▶ **Exercise details**
For the material that follows, list every line containing the word "pole".
START Provided entries
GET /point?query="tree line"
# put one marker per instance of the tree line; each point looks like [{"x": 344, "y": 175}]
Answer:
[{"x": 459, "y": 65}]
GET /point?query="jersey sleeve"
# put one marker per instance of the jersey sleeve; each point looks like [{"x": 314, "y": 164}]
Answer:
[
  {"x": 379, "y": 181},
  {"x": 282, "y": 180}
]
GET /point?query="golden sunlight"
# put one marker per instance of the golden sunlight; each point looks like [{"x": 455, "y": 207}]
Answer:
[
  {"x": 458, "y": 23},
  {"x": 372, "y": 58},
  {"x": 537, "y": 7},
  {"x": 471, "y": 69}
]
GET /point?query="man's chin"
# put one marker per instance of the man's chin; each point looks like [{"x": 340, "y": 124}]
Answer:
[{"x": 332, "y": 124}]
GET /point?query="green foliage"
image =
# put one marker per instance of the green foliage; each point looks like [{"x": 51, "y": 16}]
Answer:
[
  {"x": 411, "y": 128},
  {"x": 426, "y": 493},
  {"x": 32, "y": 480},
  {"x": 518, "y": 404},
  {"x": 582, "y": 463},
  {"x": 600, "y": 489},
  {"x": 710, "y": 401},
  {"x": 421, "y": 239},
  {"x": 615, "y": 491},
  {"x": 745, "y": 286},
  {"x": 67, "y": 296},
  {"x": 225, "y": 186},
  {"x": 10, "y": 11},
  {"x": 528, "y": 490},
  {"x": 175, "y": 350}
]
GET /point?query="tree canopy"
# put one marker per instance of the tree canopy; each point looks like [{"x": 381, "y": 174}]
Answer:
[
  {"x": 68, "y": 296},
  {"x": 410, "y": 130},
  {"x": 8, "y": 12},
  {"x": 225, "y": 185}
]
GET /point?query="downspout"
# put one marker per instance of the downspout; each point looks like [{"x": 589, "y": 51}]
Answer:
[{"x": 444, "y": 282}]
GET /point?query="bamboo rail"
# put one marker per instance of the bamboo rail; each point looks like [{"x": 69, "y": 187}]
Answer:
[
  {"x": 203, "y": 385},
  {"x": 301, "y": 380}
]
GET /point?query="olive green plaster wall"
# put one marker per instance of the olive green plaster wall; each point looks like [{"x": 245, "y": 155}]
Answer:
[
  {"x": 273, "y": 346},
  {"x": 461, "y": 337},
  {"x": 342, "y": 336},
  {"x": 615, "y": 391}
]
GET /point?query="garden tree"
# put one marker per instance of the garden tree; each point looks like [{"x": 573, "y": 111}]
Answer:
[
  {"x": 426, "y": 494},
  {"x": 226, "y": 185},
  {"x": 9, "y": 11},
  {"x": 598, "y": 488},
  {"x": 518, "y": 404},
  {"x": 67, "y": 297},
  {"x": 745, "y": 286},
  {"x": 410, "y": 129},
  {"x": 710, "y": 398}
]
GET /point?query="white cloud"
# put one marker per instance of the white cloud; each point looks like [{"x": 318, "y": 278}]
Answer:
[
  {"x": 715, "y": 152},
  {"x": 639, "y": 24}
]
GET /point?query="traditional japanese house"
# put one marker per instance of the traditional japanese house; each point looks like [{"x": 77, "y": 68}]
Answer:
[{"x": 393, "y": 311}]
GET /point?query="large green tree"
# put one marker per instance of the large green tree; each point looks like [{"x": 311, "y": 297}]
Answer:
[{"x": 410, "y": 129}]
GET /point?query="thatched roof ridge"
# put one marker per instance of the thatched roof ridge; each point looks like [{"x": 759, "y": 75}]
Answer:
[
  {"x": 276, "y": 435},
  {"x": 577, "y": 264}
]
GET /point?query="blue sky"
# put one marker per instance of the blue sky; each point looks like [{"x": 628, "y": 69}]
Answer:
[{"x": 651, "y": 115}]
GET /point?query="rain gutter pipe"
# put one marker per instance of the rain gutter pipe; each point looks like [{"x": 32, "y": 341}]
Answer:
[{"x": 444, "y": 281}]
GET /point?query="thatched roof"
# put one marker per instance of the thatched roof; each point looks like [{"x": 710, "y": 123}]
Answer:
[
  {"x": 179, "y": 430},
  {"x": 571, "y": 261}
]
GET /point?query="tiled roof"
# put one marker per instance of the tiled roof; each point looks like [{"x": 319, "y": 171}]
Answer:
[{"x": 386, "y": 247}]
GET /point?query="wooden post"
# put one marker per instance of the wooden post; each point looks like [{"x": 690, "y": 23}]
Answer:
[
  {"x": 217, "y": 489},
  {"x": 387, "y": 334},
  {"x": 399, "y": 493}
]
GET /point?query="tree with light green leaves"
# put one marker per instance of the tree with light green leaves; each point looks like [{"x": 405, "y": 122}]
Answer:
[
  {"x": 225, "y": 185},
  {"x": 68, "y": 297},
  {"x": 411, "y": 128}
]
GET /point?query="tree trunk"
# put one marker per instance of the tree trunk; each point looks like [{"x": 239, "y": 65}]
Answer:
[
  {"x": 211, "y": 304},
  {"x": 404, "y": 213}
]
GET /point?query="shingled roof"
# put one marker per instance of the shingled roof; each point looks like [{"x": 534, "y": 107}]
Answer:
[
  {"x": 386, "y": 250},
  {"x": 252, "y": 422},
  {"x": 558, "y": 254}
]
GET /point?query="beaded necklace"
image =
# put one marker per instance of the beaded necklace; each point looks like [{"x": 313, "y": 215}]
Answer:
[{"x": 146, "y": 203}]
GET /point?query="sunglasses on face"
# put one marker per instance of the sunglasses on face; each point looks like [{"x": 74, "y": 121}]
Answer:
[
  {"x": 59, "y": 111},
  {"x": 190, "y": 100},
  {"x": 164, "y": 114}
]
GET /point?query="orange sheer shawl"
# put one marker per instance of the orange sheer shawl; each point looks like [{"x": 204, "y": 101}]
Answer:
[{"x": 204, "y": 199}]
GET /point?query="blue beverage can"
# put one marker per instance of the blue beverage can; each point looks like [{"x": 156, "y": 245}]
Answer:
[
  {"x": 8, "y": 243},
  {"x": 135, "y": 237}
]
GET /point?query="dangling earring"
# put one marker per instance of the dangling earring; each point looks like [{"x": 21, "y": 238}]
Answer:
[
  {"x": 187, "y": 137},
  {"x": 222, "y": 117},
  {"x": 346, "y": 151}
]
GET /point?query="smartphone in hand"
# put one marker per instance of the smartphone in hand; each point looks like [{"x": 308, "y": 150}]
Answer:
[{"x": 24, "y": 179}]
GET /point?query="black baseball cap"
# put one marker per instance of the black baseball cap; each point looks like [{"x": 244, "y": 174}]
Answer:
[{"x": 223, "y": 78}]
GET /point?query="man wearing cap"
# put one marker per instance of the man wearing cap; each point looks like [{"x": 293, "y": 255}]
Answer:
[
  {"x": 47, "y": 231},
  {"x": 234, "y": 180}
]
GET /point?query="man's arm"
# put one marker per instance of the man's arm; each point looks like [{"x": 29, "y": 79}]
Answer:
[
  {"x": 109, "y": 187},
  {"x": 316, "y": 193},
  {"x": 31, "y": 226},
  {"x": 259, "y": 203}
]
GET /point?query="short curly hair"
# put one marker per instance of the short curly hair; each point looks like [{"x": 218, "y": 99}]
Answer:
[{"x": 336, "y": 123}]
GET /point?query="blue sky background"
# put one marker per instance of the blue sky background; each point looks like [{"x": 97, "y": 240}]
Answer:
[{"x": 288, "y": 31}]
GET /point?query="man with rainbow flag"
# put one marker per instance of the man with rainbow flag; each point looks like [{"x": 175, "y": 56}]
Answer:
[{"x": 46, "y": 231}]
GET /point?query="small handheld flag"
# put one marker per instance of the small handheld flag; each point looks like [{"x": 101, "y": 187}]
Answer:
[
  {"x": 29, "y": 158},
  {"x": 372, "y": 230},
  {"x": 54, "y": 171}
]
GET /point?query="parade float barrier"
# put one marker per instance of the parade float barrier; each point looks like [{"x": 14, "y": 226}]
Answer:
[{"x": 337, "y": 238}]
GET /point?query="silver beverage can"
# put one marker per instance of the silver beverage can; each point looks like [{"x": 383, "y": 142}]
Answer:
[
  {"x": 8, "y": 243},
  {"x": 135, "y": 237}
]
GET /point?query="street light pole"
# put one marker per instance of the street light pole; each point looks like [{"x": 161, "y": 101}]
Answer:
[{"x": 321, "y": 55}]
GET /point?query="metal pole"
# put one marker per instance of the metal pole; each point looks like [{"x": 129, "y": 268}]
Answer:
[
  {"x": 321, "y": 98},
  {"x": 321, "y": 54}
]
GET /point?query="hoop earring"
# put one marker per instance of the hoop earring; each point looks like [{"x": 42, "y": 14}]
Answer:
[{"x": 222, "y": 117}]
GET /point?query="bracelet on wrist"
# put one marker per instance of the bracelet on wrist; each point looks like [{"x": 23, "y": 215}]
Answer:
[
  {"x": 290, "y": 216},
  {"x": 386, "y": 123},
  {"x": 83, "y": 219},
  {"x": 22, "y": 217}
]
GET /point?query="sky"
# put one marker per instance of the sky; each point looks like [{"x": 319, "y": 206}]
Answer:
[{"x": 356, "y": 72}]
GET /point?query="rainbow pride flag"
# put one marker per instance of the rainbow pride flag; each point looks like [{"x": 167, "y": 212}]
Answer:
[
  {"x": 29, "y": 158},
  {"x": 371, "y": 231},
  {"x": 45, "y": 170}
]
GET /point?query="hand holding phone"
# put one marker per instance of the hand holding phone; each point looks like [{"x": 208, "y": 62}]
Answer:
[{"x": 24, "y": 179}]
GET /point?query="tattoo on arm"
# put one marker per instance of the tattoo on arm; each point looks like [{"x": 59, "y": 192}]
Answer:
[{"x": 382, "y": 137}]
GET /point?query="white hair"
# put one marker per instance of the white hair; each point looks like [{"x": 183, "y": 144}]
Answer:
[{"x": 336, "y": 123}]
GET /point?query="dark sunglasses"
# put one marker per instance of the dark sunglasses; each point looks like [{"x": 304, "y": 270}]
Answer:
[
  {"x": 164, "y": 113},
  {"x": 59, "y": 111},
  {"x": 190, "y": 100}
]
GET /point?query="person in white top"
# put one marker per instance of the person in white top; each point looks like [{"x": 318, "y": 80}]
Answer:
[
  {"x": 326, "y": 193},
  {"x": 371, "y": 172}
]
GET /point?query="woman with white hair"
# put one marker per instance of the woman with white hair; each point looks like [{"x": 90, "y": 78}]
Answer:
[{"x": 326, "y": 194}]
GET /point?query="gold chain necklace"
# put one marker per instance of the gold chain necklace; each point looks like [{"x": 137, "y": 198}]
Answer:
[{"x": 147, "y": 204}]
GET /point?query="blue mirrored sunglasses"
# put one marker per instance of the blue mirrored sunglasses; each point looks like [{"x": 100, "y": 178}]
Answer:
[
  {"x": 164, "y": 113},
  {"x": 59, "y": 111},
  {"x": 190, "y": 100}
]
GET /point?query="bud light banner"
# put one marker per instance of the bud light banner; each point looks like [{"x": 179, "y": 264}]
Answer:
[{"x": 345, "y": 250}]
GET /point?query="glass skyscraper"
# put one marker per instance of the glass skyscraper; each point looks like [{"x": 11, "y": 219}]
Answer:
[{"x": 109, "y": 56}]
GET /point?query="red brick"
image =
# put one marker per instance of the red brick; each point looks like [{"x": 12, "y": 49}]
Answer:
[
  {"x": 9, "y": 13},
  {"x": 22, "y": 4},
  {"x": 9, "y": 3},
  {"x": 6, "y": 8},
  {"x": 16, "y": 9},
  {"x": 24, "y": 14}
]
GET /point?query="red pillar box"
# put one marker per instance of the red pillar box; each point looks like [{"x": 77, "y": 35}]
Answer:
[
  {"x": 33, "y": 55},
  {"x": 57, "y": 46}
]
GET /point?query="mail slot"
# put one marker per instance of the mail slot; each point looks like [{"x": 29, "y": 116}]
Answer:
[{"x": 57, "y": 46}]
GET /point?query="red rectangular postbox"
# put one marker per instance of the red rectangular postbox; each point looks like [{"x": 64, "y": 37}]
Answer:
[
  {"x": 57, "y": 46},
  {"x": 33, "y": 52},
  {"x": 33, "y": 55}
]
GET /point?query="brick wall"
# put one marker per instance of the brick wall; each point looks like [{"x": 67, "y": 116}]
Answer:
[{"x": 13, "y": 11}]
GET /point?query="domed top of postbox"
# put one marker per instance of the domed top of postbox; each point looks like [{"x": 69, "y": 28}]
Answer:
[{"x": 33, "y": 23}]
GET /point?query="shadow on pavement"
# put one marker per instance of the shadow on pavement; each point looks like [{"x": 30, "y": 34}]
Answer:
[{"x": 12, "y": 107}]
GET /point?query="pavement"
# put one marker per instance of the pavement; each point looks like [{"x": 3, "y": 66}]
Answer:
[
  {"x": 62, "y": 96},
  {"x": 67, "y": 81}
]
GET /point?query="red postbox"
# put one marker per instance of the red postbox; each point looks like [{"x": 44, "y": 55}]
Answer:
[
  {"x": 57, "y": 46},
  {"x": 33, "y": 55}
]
END Provided entries
▶ **Output**
GET /point?query="street light pole"
# put one marker per instance of the street light pole; each point looks like [{"x": 161, "y": 101}]
GET /point?query="metal pole"
# put one marker per instance of the metal pole; each point looks like [{"x": 129, "y": 268}]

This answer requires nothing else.